== Dataset entries

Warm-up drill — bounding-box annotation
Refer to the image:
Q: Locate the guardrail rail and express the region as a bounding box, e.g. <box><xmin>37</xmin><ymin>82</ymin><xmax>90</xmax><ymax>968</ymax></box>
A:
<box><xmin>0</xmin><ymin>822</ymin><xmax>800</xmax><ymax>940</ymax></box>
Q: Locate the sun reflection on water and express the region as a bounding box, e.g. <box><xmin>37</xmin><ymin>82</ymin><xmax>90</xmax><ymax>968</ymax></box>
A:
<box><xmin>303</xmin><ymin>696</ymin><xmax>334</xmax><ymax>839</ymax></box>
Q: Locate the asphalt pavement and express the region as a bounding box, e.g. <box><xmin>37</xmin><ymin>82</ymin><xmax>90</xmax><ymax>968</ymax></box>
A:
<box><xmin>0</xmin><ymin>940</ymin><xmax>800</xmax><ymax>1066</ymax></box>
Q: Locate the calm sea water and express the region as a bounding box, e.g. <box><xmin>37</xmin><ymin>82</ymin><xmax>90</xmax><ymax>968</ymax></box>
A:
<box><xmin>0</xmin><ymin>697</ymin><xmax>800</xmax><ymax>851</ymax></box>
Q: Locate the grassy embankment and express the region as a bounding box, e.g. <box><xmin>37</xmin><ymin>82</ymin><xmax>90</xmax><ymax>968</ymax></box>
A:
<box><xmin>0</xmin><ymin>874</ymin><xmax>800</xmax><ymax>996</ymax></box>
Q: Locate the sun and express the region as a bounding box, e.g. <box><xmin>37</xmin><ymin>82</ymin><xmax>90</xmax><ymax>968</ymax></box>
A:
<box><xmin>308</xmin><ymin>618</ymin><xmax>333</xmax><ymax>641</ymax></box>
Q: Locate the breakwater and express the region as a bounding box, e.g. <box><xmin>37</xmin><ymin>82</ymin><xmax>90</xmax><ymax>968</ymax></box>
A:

====

Problem details:
Could you pull out every line of the records that contains the string "express", treating uppercase and lowercase as different?

Reply:
Q: Locate the guardrail rail and express the region as a bounding box, e.g. <box><xmin>37</xmin><ymin>82</ymin><xmax>90</xmax><ymax>968</ymax></box>
Q: Locate the sun reflection on water and express the region as a bounding box, e.g. <box><xmin>37</xmin><ymin>82</ymin><xmax>90</xmax><ymax>968</ymax></box>
Q: Locate the asphalt pavement and express the region as a bounding box, e.g. <box><xmin>37</xmin><ymin>82</ymin><xmax>90</xmax><ymax>968</ymax></box>
Q: Locate the calm sea water and express the region as a bounding box, e.g. <box><xmin>37</xmin><ymin>82</ymin><xmax>90</xmax><ymax>968</ymax></box>
Q: Locate the grassy embankment and express the region as a bounding box, e.g. <box><xmin>37</xmin><ymin>82</ymin><xmax>90</xmax><ymax>968</ymax></box>
Q: Locate the sun and express the region as a bounding box, e.g. <box><xmin>37</xmin><ymin>82</ymin><xmax>90</xmax><ymax>968</ymax></box>
Q: Locate the breakwater and express the region as a bounding box, e.g. <box><xmin>37</xmin><ymin>82</ymin><xmax>90</xmax><ymax>968</ymax></box>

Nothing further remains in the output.